(Region pointing data)
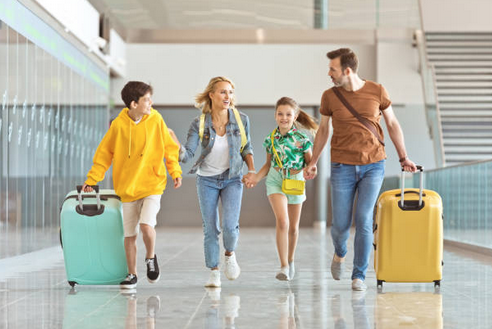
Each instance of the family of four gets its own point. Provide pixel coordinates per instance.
(138, 141)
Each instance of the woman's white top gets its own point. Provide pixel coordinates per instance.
(217, 161)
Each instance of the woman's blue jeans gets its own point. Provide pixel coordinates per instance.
(230, 192)
(347, 181)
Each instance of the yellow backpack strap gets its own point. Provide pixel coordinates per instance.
(202, 126)
(244, 139)
(277, 158)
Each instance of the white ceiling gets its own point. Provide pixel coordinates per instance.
(151, 19)
(209, 14)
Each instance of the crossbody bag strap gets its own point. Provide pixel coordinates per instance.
(244, 139)
(362, 120)
(277, 158)
(202, 126)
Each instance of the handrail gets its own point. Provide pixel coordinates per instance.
(438, 113)
(431, 102)
(460, 165)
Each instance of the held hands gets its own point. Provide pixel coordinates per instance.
(250, 180)
(173, 136)
(310, 171)
(177, 182)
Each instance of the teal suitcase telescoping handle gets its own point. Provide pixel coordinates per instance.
(79, 196)
(402, 203)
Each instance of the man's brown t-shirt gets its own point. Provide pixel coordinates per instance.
(352, 143)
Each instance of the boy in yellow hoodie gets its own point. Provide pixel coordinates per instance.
(136, 144)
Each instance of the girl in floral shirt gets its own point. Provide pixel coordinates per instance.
(293, 148)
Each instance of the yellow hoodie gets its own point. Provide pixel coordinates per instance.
(137, 152)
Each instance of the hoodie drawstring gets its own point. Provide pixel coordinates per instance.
(130, 141)
(145, 143)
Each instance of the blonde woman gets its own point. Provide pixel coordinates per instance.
(223, 134)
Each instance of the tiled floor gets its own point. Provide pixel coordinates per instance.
(34, 292)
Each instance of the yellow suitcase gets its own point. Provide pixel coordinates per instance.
(408, 236)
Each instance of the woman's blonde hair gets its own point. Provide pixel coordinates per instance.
(304, 120)
(203, 101)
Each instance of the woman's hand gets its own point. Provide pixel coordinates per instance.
(250, 180)
(177, 182)
(173, 136)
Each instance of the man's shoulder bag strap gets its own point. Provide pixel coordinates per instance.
(362, 120)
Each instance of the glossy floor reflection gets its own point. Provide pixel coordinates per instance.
(34, 292)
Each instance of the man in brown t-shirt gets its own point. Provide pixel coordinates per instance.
(357, 157)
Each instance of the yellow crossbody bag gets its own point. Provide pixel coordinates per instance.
(289, 186)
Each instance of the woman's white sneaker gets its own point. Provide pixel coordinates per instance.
(231, 270)
(214, 279)
(283, 274)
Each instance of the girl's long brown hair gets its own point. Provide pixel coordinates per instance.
(304, 120)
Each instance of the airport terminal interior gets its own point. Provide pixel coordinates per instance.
(63, 65)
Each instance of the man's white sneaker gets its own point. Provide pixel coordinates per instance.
(214, 280)
(231, 270)
(358, 285)
(283, 274)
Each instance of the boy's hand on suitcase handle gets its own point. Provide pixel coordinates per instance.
(408, 165)
(87, 188)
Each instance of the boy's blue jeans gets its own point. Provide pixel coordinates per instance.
(230, 191)
(346, 180)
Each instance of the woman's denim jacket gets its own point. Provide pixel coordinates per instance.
(233, 139)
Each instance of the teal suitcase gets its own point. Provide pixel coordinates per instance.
(91, 235)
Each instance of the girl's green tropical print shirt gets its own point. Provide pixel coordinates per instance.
(290, 148)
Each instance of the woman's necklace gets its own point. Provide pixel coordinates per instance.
(220, 125)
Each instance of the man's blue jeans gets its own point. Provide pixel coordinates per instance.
(346, 180)
(230, 191)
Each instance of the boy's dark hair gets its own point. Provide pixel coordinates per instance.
(347, 58)
(133, 90)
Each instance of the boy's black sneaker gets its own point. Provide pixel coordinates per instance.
(130, 282)
(153, 274)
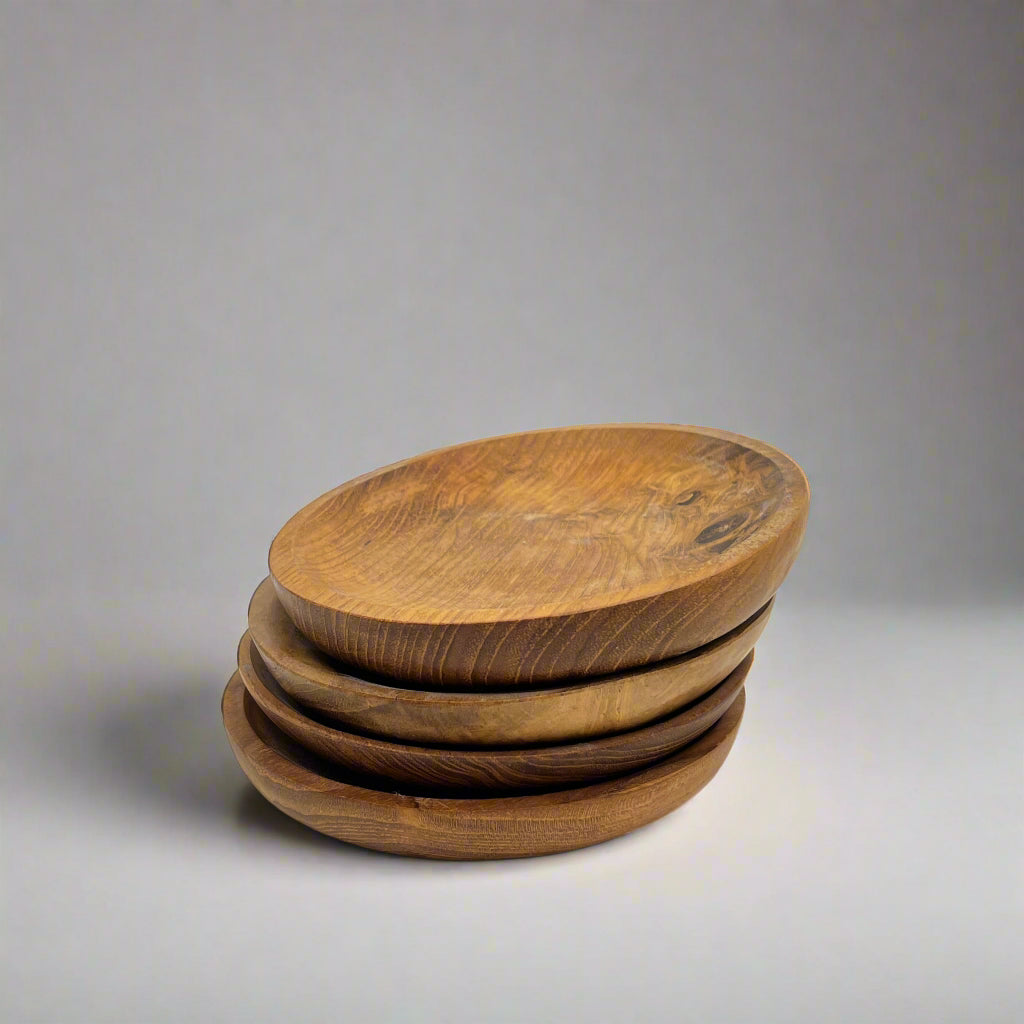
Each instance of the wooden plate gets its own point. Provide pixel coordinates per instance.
(468, 828)
(462, 770)
(489, 718)
(543, 556)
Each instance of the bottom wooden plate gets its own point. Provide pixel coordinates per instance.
(327, 799)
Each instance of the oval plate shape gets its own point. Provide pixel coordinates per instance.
(543, 556)
(469, 828)
(489, 718)
(462, 770)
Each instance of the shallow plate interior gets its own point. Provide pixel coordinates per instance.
(540, 523)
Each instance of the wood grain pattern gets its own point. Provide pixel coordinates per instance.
(467, 828)
(477, 770)
(543, 556)
(582, 710)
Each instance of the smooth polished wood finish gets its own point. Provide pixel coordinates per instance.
(489, 718)
(462, 770)
(467, 828)
(543, 556)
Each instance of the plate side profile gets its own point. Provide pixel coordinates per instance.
(480, 770)
(580, 710)
(464, 828)
(539, 557)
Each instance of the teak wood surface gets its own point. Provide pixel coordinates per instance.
(488, 718)
(466, 828)
(518, 560)
(481, 771)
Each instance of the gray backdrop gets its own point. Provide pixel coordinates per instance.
(252, 250)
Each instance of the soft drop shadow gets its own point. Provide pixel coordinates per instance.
(162, 747)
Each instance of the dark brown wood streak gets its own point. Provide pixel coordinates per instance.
(521, 560)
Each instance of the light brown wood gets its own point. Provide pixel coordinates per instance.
(466, 828)
(488, 718)
(543, 556)
(483, 771)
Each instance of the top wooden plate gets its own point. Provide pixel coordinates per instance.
(542, 556)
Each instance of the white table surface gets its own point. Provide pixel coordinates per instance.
(858, 857)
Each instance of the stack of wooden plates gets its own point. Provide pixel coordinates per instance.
(514, 646)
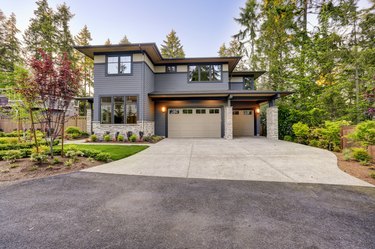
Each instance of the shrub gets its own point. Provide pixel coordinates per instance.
(288, 138)
(72, 130)
(107, 138)
(103, 156)
(120, 138)
(347, 153)
(133, 138)
(301, 131)
(93, 138)
(360, 155)
(364, 133)
(12, 155)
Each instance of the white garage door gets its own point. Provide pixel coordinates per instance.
(243, 123)
(194, 122)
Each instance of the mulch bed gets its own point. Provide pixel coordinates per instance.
(25, 169)
(355, 169)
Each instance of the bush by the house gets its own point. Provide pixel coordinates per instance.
(107, 138)
(360, 155)
(94, 138)
(12, 155)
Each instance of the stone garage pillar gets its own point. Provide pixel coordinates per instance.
(228, 122)
(272, 123)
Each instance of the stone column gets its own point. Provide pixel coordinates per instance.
(228, 122)
(272, 123)
(88, 120)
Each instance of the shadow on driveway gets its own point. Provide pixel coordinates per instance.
(92, 210)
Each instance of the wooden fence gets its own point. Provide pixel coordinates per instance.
(9, 125)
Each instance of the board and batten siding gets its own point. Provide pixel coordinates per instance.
(179, 82)
(123, 85)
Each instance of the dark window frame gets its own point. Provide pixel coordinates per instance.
(118, 64)
(211, 66)
(112, 108)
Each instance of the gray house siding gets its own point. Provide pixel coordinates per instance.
(118, 85)
(161, 125)
(179, 82)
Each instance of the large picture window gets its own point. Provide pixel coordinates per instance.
(205, 73)
(119, 110)
(119, 64)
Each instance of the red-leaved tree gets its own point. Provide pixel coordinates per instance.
(56, 83)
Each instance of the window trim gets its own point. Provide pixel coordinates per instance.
(112, 106)
(199, 73)
(118, 64)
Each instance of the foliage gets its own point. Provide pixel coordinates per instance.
(301, 131)
(172, 47)
(364, 133)
(93, 138)
(133, 138)
(107, 138)
(120, 138)
(360, 155)
(12, 155)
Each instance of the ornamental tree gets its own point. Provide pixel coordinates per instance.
(56, 83)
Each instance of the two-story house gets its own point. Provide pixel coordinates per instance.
(136, 89)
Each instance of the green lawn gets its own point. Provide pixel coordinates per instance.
(117, 151)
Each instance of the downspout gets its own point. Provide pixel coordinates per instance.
(143, 88)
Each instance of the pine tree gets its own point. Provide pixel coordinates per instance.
(108, 42)
(42, 32)
(172, 47)
(65, 40)
(125, 40)
(87, 64)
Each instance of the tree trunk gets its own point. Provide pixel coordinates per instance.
(33, 129)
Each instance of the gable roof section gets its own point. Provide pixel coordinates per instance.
(154, 54)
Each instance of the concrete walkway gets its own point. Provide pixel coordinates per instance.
(256, 159)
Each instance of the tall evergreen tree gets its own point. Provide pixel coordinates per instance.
(125, 40)
(87, 64)
(172, 47)
(42, 32)
(65, 41)
(108, 42)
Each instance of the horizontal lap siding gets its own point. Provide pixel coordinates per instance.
(117, 85)
(179, 82)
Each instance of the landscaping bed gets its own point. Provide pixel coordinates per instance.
(355, 169)
(77, 157)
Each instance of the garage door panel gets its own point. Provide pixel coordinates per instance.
(197, 124)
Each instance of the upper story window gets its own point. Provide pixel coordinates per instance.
(119, 64)
(249, 83)
(204, 73)
(171, 69)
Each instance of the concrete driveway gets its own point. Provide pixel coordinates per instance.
(256, 159)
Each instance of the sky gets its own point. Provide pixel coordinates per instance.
(202, 25)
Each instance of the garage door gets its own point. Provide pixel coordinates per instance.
(243, 123)
(194, 122)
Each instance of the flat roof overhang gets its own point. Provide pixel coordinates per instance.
(234, 95)
(154, 54)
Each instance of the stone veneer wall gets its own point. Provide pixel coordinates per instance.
(228, 122)
(272, 123)
(102, 129)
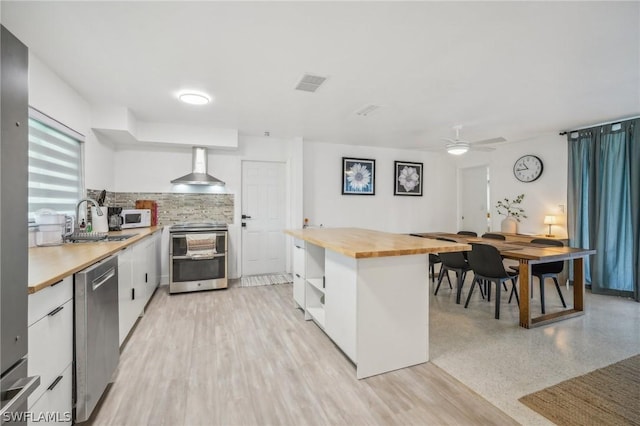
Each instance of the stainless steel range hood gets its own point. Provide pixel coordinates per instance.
(199, 175)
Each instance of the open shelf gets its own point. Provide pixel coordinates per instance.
(317, 283)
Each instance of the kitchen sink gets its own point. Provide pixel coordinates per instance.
(98, 238)
(119, 237)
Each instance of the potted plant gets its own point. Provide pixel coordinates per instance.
(513, 213)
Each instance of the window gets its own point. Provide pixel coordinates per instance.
(55, 165)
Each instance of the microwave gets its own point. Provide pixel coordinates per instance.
(135, 218)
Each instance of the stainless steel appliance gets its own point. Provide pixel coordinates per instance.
(135, 218)
(197, 257)
(115, 220)
(97, 349)
(15, 386)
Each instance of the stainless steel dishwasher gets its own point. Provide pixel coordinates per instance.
(96, 333)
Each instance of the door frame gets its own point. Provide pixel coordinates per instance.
(487, 167)
(287, 213)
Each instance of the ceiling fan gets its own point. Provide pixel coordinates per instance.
(459, 146)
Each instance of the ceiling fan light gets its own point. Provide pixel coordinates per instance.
(457, 148)
(194, 98)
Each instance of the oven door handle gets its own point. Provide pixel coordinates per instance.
(208, 257)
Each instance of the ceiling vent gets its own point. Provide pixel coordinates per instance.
(310, 82)
(367, 110)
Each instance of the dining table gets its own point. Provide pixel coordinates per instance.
(528, 254)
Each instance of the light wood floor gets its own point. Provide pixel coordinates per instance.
(245, 356)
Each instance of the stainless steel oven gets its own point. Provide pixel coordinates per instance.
(197, 257)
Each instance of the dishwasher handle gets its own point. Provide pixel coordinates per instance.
(103, 278)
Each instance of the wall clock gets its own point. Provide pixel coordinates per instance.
(528, 168)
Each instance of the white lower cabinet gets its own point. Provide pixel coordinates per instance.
(138, 278)
(298, 272)
(51, 353)
(341, 296)
(54, 405)
(128, 311)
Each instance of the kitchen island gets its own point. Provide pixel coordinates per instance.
(368, 290)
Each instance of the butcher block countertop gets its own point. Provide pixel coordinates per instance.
(48, 265)
(366, 243)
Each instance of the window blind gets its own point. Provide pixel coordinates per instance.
(55, 165)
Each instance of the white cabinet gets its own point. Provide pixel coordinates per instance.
(128, 311)
(138, 278)
(298, 272)
(54, 407)
(314, 284)
(308, 280)
(341, 296)
(51, 352)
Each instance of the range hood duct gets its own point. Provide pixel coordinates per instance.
(199, 175)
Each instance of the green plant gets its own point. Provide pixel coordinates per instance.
(511, 208)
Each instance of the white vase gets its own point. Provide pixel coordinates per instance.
(509, 225)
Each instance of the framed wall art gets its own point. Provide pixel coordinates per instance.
(358, 176)
(408, 178)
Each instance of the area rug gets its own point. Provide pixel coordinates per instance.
(607, 396)
(269, 279)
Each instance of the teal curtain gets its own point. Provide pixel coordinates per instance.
(581, 194)
(604, 205)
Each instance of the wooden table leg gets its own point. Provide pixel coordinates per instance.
(578, 284)
(525, 301)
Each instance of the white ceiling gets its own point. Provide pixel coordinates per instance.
(511, 69)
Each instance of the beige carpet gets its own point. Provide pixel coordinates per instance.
(607, 396)
(269, 279)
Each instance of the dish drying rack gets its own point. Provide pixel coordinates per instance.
(86, 236)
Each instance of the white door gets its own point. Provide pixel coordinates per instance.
(474, 199)
(263, 210)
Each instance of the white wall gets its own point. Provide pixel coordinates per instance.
(543, 196)
(54, 97)
(324, 203)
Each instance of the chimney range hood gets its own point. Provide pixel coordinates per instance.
(199, 175)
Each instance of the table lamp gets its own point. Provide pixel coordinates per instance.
(549, 220)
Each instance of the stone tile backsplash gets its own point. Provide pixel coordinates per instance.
(176, 207)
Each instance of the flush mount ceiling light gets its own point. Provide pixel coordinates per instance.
(457, 148)
(194, 98)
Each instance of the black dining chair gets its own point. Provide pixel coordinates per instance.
(453, 261)
(494, 236)
(546, 270)
(434, 259)
(467, 234)
(487, 266)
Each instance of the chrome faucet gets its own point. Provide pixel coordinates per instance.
(95, 203)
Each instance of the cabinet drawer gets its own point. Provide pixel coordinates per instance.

§ Problem details
The line containing "Each instance of the dish drying" and every line after it, through the last one above, should be written out word for word.

§ Written response
Each instance of the dish drying rack gets its own point. Provide pixel coordinates per instance.
(86, 236)
Each instance of the white door gets its own point. Provide pixel coordinates per instance.
(474, 199)
(263, 210)
Each instance of the white wall gets its own point. Provide pixel coordinates per instance.
(543, 196)
(54, 97)
(324, 203)
Each instance of the chimney range hood gets its own point. Provide pixel coordinates per instance.
(199, 175)
Each instance of the table lamp gets its own point. Provide pixel coordinates per instance.
(549, 220)
Each instance of the stone tile backsplash gets its own point. Provide pixel coordinates per instance.
(176, 207)
Each instance of the flush mount ceiling light gets its own point. Provide pixel coordinates per instance.
(457, 148)
(194, 98)
Each instance of the black dining chair gets its own point. Provide pixel coordinates per instance.
(453, 261)
(494, 236)
(546, 270)
(434, 259)
(467, 234)
(487, 266)
Each instance of the chrome faucet gets its own point. Provide pixel coordinates per instance.
(95, 203)
Each instance of the cabinet drawer gets its own point. Provide pixel coordinates per instance.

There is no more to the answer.